*** Entries shown ***

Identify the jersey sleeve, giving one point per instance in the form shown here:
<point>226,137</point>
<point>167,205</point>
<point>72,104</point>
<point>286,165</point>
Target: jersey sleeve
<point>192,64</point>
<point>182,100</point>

*** End of Entries shown ***

* [What needs to be done] Your reply should be nothing but the lines from the one containing "<point>167,205</point>" through the last line above, copied exactly; please include both ends.

* [Output of the exercise]
<point>167,205</point>
<point>72,104</point>
<point>286,165</point>
Target: jersey sleeve
<point>192,64</point>
<point>182,100</point>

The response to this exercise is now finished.